Your task:
Present the data once more in exactly its original form.

[Records Boundary: Start]

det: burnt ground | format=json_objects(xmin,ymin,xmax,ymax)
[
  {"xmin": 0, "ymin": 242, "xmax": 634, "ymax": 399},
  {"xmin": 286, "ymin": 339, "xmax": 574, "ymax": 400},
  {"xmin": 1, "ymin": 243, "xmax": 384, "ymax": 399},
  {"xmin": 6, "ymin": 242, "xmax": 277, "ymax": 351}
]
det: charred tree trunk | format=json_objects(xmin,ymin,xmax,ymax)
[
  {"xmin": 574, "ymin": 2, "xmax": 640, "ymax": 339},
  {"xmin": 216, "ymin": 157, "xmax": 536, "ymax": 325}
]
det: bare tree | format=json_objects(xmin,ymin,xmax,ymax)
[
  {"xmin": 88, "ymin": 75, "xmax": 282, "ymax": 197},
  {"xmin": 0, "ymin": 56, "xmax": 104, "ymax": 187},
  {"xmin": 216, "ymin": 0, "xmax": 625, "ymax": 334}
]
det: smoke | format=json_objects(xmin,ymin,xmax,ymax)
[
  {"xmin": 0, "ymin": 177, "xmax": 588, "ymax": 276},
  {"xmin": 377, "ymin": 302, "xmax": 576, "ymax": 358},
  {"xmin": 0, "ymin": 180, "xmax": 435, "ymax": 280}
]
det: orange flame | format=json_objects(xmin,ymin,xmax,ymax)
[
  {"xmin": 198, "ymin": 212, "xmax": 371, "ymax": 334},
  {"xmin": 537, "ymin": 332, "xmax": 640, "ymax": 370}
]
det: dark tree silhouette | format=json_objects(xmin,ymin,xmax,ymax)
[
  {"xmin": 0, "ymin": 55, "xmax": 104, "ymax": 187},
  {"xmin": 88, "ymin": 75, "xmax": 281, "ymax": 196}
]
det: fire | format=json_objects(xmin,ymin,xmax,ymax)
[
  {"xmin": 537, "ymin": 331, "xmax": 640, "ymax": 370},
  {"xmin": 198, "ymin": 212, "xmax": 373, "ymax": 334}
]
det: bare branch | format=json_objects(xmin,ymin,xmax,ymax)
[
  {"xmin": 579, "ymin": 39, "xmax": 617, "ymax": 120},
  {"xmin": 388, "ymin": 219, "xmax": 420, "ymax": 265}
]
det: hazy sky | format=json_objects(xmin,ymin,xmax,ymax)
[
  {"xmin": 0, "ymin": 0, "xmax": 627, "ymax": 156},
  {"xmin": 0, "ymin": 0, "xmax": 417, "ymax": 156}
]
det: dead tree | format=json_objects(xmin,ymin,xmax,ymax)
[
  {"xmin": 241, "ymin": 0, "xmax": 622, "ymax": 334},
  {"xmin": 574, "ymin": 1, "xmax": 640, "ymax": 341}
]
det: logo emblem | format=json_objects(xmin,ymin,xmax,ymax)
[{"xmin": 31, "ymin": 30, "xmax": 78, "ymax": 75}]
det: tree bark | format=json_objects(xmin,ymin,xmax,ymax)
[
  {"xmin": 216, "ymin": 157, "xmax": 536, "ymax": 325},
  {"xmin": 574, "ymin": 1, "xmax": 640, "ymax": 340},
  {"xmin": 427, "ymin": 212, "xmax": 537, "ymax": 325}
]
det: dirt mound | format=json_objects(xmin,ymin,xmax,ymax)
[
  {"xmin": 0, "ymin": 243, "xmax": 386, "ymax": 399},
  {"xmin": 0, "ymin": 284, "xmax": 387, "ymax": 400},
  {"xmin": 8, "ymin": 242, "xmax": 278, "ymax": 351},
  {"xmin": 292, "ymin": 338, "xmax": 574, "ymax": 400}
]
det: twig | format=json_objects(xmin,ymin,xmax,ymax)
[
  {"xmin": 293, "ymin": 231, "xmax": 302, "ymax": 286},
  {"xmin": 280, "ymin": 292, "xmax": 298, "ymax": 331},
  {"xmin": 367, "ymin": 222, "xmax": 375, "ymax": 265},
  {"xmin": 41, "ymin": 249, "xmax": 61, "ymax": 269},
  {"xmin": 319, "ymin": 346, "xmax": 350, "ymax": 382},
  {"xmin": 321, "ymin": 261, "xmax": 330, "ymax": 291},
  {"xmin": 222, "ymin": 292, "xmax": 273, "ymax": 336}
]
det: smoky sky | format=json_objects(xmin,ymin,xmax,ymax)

[Records Boundary: End]

Answer space:
det: burnt ground | format=json_objects(xmin,ymin,xmax,ymax)
[
  {"xmin": 0, "ymin": 242, "xmax": 634, "ymax": 399},
  {"xmin": 286, "ymin": 339, "xmax": 574, "ymax": 400},
  {"xmin": 1, "ymin": 243, "xmax": 384, "ymax": 399},
  {"xmin": 6, "ymin": 242, "xmax": 277, "ymax": 351}
]
det: charred tree trunk | format=json_objects(xmin,ymin,xmax,ymax)
[
  {"xmin": 574, "ymin": 2, "xmax": 640, "ymax": 339},
  {"xmin": 216, "ymin": 157, "xmax": 536, "ymax": 325}
]
det: bare tree | format=json_objects(xmin,ymin,xmax,ymax)
[
  {"xmin": 88, "ymin": 75, "xmax": 282, "ymax": 197},
  {"xmin": 0, "ymin": 56, "xmax": 104, "ymax": 187},
  {"xmin": 216, "ymin": 0, "xmax": 625, "ymax": 334}
]
det: smoke | format=json_objects(xmin,ymin,xmax,ymax)
[
  {"xmin": 0, "ymin": 177, "xmax": 588, "ymax": 276},
  {"xmin": 377, "ymin": 302, "xmax": 576, "ymax": 358},
  {"xmin": 0, "ymin": 180, "xmax": 435, "ymax": 280}
]
det: orange flame | format=json_objects(xmin,ymin,xmax,ymax)
[
  {"xmin": 198, "ymin": 212, "xmax": 371, "ymax": 334},
  {"xmin": 537, "ymin": 332, "xmax": 640, "ymax": 370}
]
det: dark tree silhouette | format=json_objects(xmin,ymin,xmax,ymax)
[
  {"xmin": 0, "ymin": 55, "xmax": 104, "ymax": 187},
  {"xmin": 88, "ymin": 75, "xmax": 281, "ymax": 196}
]
det: fire | format=json_objects(xmin,ymin,xmax,ymax)
[
  {"xmin": 537, "ymin": 331, "xmax": 640, "ymax": 370},
  {"xmin": 198, "ymin": 212, "xmax": 373, "ymax": 334}
]
det: bare branch | format=json_objects(xmin,ymin,xmax,ymax)
[
  {"xmin": 579, "ymin": 39, "xmax": 617, "ymax": 120},
  {"xmin": 388, "ymin": 219, "xmax": 420, "ymax": 265}
]
det: hazy sky | format=json_objects(xmin,ymin,xmax,ymax)
[
  {"xmin": 0, "ymin": 0, "xmax": 627, "ymax": 156},
  {"xmin": 0, "ymin": 0, "xmax": 417, "ymax": 156}
]
det: dead tree | format=json_objects(xmin,ymin,xmax,ymax)
[
  {"xmin": 241, "ymin": 0, "xmax": 622, "ymax": 334},
  {"xmin": 574, "ymin": 1, "xmax": 640, "ymax": 341}
]
det: logo emblem | format=json_objects(xmin,ymin,xmax,ymax)
[{"xmin": 31, "ymin": 30, "xmax": 78, "ymax": 75}]
det: tree bark | format=json_objects(xmin,ymin,xmax,ymax)
[
  {"xmin": 216, "ymin": 157, "xmax": 536, "ymax": 325},
  {"xmin": 574, "ymin": 1, "xmax": 640, "ymax": 340},
  {"xmin": 427, "ymin": 212, "xmax": 537, "ymax": 325}
]
det: dirt mound | format=json_objects(xmin,ymin,xmax,ymax)
[
  {"xmin": 0, "ymin": 243, "xmax": 386, "ymax": 399},
  {"xmin": 0, "ymin": 284, "xmax": 387, "ymax": 400},
  {"xmin": 8, "ymin": 242, "xmax": 278, "ymax": 351},
  {"xmin": 292, "ymin": 338, "xmax": 574, "ymax": 400}
]
det: twig | format=json_objects(xmin,ymin,xmax,ymax)
[
  {"xmin": 293, "ymin": 231, "xmax": 302, "ymax": 286},
  {"xmin": 280, "ymin": 292, "xmax": 298, "ymax": 331},
  {"xmin": 367, "ymin": 222, "xmax": 375, "ymax": 265},
  {"xmin": 41, "ymin": 249, "xmax": 61, "ymax": 269},
  {"xmin": 319, "ymin": 346, "xmax": 350, "ymax": 382},
  {"xmin": 321, "ymin": 261, "xmax": 330, "ymax": 291},
  {"xmin": 222, "ymin": 292, "xmax": 273, "ymax": 336}
]
det: smoky sky | format=json_objects(xmin,ymin,xmax,ymax)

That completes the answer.